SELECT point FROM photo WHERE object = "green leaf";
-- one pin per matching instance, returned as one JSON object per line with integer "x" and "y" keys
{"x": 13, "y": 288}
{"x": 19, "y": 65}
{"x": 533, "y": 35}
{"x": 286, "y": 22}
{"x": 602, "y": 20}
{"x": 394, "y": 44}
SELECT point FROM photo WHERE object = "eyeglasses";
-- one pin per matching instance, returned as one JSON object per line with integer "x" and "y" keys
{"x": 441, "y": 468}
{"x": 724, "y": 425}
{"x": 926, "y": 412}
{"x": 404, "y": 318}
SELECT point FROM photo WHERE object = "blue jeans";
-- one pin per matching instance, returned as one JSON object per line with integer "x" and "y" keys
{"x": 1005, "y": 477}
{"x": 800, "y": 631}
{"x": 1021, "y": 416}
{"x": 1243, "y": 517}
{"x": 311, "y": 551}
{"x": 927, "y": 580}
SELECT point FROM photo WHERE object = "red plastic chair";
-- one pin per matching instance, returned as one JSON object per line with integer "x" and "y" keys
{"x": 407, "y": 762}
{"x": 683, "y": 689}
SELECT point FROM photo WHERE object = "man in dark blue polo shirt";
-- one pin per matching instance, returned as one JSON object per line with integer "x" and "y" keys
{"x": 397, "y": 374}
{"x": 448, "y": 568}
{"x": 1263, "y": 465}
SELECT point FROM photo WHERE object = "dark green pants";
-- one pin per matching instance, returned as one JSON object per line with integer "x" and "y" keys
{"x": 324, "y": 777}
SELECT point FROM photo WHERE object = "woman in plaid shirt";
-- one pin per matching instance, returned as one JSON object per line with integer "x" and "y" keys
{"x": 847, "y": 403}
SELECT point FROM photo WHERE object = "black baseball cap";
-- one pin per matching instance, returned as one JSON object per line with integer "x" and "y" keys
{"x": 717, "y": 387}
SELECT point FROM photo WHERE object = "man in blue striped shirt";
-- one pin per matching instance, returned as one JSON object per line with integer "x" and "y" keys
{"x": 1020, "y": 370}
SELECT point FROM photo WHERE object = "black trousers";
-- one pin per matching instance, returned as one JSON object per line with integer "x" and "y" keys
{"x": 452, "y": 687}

════════════════════

The records above should be returned exactly.

**Answer to this exercise**
SELECT point FROM photo WHERE object = "green leaf";
-- one pin per matching instance, returned as one JSON object per line with integer "x" and "y" keys
{"x": 13, "y": 288}
{"x": 19, "y": 65}
{"x": 533, "y": 35}
{"x": 286, "y": 22}
{"x": 602, "y": 20}
{"x": 394, "y": 44}
SELECT point FROM photo WHERE object = "eyeglasses";
-- one pin per matching instance, returned as one JSON object per line with integer "x" and "y" keys
{"x": 441, "y": 468}
{"x": 724, "y": 425}
{"x": 926, "y": 412}
{"x": 404, "y": 318}
SELECT point FROM photo WHERE object = "blue jeans";
-- one pin per matching instance, returned as one JSON object per line with integer "x" and "y" keys
{"x": 1005, "y": 477}
{"x": 800, "y": 631}
{"x": 1021, "y": 416}
{"x": 1243, "y": 517}
{"x": 311, "y": 551}
{"x": 927, "y": 580}
SELECT point FROM photo WHERE object = "red plastic chair";
-- one pin per matching instance, returned as one JSON object per line with integer "x" and "y" keys
{"x": 407, "y": 762}
{"x": 683, "y": 689}
SELECT point FROM photo WHERE object = "man in dark blue polo shirt";
-- one pin per matching instance, returned as one JSON object per line with integer "x" and "y" keys
{"x": 397, "y": 374}
{"x": 448, "y": 568}
{"x": 1263, "y": 465}
SELECT point FROM photo WHERE object = "dark green pants";
-- one pin per matching instance, returned as one JSON object per line with integer "x" and "y" keys
{"x": 324, "y": 777}
SELECT point FROM photo WHERE object = "woman in plaid shirt";
-- one pin per matching instance, returned as one JSON object per line with integer "x" and "y" keys
{"x": 847, "y": 403}
SELECT point FROM photo WHERE object = "black baseball cap";
-- one pin per matching instance, returned as one JSON object per line with integer "x" and "y" keys
{"x": 717, "y": 387}
SELECT point FROM photo WHERE object = "man in blue striped shirt";
-- one pin per matching instance, returned as one JSON object per line with integer "x" and "y" keys
{"x": 1020, "y": 370}
SELECT point FROM photo WHERE object = "black trousers";
-- one pin per matching instance, returned as one JSON object per line with integer "x" and "y" keys
{"x": 452, "y": 687}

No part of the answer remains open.